Region pointing data
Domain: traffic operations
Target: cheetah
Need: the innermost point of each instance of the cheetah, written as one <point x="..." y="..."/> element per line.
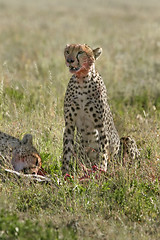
<point x="87" y="113"/>
<point x="20" y="153"/>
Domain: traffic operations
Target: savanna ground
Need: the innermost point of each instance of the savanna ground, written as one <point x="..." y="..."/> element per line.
<point x="33" y="79"/>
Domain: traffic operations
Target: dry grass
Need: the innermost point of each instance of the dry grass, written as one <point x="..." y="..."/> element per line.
<point x="33" y="79"/>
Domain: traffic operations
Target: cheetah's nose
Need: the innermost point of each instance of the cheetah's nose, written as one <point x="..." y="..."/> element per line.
<point x="70" y="60"/>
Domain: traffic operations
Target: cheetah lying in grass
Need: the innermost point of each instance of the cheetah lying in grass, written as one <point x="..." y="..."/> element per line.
<point x="20" y="153"/>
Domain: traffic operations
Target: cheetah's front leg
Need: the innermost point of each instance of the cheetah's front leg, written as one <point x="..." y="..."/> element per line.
<point x="68" y="147"/>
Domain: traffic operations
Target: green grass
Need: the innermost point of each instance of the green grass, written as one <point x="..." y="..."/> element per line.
<point x="33" y="80"/>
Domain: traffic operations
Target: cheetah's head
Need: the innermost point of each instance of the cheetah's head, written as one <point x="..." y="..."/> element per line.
<point x="25" y="157"/>
<point x="80" y="57"/>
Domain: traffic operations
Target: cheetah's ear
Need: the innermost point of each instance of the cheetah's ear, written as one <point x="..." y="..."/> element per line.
<point x="97" y="52"/>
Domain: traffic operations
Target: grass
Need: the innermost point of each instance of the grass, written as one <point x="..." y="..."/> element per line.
<point x="33" y="80"/>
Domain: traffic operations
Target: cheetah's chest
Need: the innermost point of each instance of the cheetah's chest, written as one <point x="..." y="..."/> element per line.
<point x="84" y="120"/>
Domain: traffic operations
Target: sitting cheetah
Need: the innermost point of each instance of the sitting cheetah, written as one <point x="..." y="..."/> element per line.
<point x="21" y="153"/>
<point x="86" y="109"/>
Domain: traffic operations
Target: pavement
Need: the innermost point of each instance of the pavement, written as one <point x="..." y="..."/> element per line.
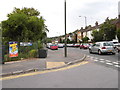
<point x="55" y="59"/>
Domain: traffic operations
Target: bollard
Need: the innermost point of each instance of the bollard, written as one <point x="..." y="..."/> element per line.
<point x="3" y="53"/>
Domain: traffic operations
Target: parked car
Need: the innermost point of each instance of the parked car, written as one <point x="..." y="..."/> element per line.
<point x="102" y="47"/>
<point x="84" y="46"/>
<point x="60" y="45"/>
<point x="118" y="48"/>
<point x="48" y="45"/>
<point x="54" y="47"/>
<point x="76" y="45"/>
<point x="70" y="45"/>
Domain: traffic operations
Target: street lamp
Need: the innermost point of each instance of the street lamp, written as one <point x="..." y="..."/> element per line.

■ GOAL OF THE EXERCISE:
The stretch to restate runs from the line above containing "Need: the innermost point of each instance of the sitting" through the line containing "Target: parked car". Copy it word for word, ends included, without pictures.

■ RESULT OF THIS TASK:
Need: the innermost point of each instance of the sitting cheetah, written as one <point x="..." y="..."/> element per line.
<point x="21" y="153"/>
<point x="86" y="109"/>
Domain: traffic operations
Target: pavement
Need: the innermost point of each instance of the pavement, written as one <point x="..." y="..."/> element per line.
<point x="55" y="59"/>
Domain: traffic operations
Target: bollard
Need: the innermost point of each instance of the bollard, written as one <point x="..." y="..."/> element per line.
<point x="3" y="53"/>
Domain: traffic operations
Target: parked car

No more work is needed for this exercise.